> [Task inputs]:
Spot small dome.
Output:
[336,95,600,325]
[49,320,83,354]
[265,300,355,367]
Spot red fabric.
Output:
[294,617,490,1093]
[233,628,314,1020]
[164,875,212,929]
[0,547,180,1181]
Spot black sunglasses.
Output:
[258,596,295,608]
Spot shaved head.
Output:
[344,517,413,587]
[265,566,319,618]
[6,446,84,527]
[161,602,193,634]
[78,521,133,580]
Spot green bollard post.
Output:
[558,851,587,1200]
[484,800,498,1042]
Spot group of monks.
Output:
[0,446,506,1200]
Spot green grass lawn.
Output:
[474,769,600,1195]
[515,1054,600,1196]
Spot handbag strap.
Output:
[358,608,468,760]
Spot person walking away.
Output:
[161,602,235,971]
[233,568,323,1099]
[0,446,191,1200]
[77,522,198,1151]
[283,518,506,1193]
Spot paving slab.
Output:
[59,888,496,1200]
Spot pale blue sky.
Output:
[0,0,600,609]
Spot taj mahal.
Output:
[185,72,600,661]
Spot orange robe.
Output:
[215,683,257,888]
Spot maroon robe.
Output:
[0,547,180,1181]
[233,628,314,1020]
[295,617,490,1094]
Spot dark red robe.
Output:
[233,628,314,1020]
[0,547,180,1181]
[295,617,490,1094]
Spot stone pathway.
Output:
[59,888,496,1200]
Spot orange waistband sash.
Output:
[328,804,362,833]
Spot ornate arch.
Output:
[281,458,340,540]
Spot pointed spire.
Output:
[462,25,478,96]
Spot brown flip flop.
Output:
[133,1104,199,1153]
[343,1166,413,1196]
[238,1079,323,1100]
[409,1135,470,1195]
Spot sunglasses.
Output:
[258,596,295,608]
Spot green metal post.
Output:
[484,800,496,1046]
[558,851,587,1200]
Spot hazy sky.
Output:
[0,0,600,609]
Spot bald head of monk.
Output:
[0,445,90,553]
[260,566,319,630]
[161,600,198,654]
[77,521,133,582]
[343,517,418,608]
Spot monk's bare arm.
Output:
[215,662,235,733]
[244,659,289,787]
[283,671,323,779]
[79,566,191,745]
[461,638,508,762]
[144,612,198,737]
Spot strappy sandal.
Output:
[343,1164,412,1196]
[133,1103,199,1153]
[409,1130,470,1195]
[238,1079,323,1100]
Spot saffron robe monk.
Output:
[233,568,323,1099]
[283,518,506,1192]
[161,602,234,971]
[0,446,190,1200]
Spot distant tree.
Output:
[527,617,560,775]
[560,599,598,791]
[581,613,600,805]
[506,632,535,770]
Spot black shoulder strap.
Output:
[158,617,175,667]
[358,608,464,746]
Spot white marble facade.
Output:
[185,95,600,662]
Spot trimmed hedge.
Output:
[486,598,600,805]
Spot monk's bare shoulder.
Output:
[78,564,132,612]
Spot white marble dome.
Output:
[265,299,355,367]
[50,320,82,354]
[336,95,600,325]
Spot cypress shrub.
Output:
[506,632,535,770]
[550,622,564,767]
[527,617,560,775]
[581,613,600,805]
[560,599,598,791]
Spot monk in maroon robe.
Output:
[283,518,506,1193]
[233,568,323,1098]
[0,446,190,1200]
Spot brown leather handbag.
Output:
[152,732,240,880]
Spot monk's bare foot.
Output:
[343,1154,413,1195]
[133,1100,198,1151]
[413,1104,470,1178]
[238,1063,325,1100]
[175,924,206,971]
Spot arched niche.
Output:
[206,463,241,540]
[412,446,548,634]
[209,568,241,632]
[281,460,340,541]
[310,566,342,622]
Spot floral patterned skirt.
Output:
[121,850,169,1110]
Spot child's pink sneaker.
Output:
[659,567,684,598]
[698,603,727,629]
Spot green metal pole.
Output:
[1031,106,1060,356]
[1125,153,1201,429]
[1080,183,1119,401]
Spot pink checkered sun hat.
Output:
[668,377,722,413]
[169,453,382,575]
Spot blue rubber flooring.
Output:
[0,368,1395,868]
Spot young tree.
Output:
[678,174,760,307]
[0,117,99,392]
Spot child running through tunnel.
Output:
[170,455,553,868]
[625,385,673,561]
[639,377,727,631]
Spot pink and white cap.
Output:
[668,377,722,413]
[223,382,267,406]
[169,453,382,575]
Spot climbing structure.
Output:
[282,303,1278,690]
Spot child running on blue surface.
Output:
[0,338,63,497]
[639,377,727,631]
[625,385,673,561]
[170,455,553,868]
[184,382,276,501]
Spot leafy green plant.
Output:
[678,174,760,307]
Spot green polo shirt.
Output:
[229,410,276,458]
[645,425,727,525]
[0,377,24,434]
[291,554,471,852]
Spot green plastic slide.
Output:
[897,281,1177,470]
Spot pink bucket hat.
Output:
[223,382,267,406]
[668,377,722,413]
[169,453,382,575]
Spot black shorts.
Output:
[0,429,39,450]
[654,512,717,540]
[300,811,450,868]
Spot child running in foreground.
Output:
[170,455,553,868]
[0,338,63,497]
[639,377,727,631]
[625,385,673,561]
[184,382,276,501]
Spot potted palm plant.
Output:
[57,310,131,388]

> [Exercise aim]: Lay out all of the rows above as a single numbered list, omitting any blank lines.

> [Solution to the exercise]:
1. Spot small dome.
2. Output:
3. [336,95,600,325]
4. [49,320,83,354]
5. [265,300,355,367]
6. Spot red fabric.
7. Output:
8. [294,617,490,1093]
9. [233,628,314,1020]
10. [164,875,212,929]
11. [0,547,180,1181]
12. Spot black sunglasses.
13. Output:
14. [258,596,295,608]
15. Spot shaved head.
16. Output:
17. [344,517,413,587]
18. [265,566,319,618]
19. [6,446,84,527]
20. [161,602,193,634]
21. [78,521,133,580]
22. Spot green bollard post.
23. Output:
24. [558,851,587,1200]
25. [484,800,498,1042]
26. Spot group of monks.
27. Output:
28. [0,446,506,1200]
29. Spot green grass lawn.
30. Output:
31. [474,769,600,1195]
32. [515,1054,600,1196]
33. Spot handbag strap.
34. Output:
35. [358,608,468,760]
36. Spot person walking away.
37. Output:
38. [161,602,235,971]
39. [233,568,323,1099]
40. [0,446,191,1200]
41. [77,522,198,1151]
42. [283,518,506,1193]
43. Spot paving slab.
44. Output:
45. [59,888,496,1200]
46. Spot pale blue sky.
47. Output:
48. [0,0,600,609]
49. Spot taj mahal.
50. Output:
51. [185,72,600,661]
52. Spot orange robe.
53. Output:
54. [215,683,257,888]
55. Spot maroon robe.
56. Output:
57. [0,547,180,1181]
58. [233,628,314,1020]
59. [295,617,490,1094]
60. Spot dark red robe.
61. Output:
62. [233,628,314,1020]
63. [0,547,180,1181]
64. [295,617,490,1094]
65. Spot stone pathway.
66. Output:
67. [59,888,496,1200]
68. Spot orange waistband sash.
69. Output:
70. [328,804,362,833]
71. Spot ornate arch.
72. Output:
73. [281,458,340,540]
74. Spot pointed spire.
75. Output:
76. [462,25,478,96]
77. Spot brown flip flop.
78. Output:
79. [133,1104,199,1153]
80. [343,1166,413,1196]
81. [238,1079,323,1100]
82. [409,1135,470,1195]
83. Spot sunglasses.
84. Output:
85. [258,596,295,608]
86. Spot green metal post.
87. Output:
88. [484,800,496,1046]
89. [558,851,587,1200]
90. Spot hazy sky.
91. Output:
92. [0,0,600,609]
93. Spot bald head of monk.
94. Output:
95. [0,445,90,553]
96. [260,566,319,630]
97. [161,600,198,654]
98. [77,521,133,582]
99. [343,517,418,608]
100. Spot monk's bare arm.
101. Output:
102. [215,662,235,733]
103. [244,659,289,787]
104. [283,671,323,779]
105. [79,566,191,745]
106. [461,638,508,762]
107. [144,612,198,737]
108. Spot strappy sandal.
109. Output:
110. [343,1164,412,1196]
111. [133,1103,199,1153]
112. [409,1130,470,1195]
113. [238,1079,323,1100]
114. Spot saffron robe monk.
115. Output:
116. [233,568,323,1099]
117. [283,518,506,1192]
118. [161,602,234,971]
119. [0,446,190,1200]
120. Spot distant tree.
121. Output:
122. [527,617,560,775]
123. [560,599,598,791]
124. [581,613,600,805]
125. [506,632,535,770]
126. Spot black shoulder strap.
127. Output:
128. [158,617,175,667]
129. [358,608,464,746]
130. Spot white marble facade.
131. Output:
132. [185,95,600,662]
133. Spot trimmed hedge.
134. Output:
135. [486,598,600,805]
136. Spot monk's bare shoulder.
137. Output:
138. [78,564,132,612]
139. Spot white marble dome.
140. Output:
141. [265,299,355,367]
142. [50,320,82,354]
143. [336,95,600,325]
144. Spot cypress shrub.
145. Output:
146. [506,632,535,770]
147. [550,622,564,767]
148. [527,617,560,775]
149. [581,613,600,805]
150. [560,599,598,791]
151. Spot monk in maroon robe.
152. Output:
153. [283,518,506,1193]
154. [233,568,323,1098]
155. [0,446,190,1200]
156. Spot brown leather handbag.
157. Output:
158. [152,732,240,880]
159. Spot monk's bare foot.
160. Output:
161. [343,1154,413,1195]
162. [133,1100,198,1151]
163. [413,1104,470,1178]
164. [238,1063,325,1100]
165. [175,924,206,971]
166. Spot arched niche.
167. Output:
168. [206,463,241,540]
169. [412,446,548,634]
170. [209,568,241,632]
171. [281,460,340,541]
172. [310,566,342,622]
173. Spot floral patterned skirt.
174. Output:
175. [121,850,169,1110]
176. Spot child's pink sneaker.
177. Output:
178. [659,567,684,598]
179. [698,603,727,629]
180. Spot green metal pole.
181. Output:
182. [1031,106,1060,356]
183. [1125,153,1201,429]
184. [1080,183,1119,401]
185. Spot pink checkered sun hat.
186. Output:
187. [668,377,722,413]
188. [169,453,382,575]
189. Spot blue rubber flooring.
190. Output:
191. [0,368,1395,868]
192. Spot young tree.
193. Output:
194. [678,174,760,307]
195. [0,117,99,392]
196. Spot child running through tunnel.
197. Output:
198. [170,455,553,868]
199. [625,385,673,561]
200. [639,377,727,631]
201. Spot pink and white cap.
202. Output:
203. [668,377,722,413]
204. [223,382,267,406]
205. [169,453,382,575]
206. Spot climbing structure.
207. Output:
208. [282,303,1278,690]
209. Spot child running on blue surface.
210. Output:
211. [0,338,63,497]
212. [639,377,727,631]
213. [625,385,673,561]
214. [170,455,553,868]
215. [184,382,276,501]
216. Spot leafy green plant.
217. Output:
218. [678,174,760,307]
219. Spot green polo shirt.
220. Output:
221. [229,410,276,458]
222. [645,425,727,525]
223. [0,377,24,434]
224. [291,554,471,852]
225. Spot green plastic slide.
226. Output:
227. [897,281,1177,470]
228. Spot pink bucket hat.
229. Output:
230. [223,382,267,406]
231. [668,377,722,413]
232. [169,453,382,575]
233. Spot black shorts.
234. Output:
235. [0,429,39,450]
236. [654,512,717,540]
237. [300,811,450,868]
238. Spot child running in foreground.
239. Output:
240. [170,455,553,868]
241. [0,338,63,497]
242. [639,377,727,631]
243. [625,385,673,561]
244. [184,382,276,501]
245. Spot potted palm plant.
246. Output:
247. [57,310,131,388]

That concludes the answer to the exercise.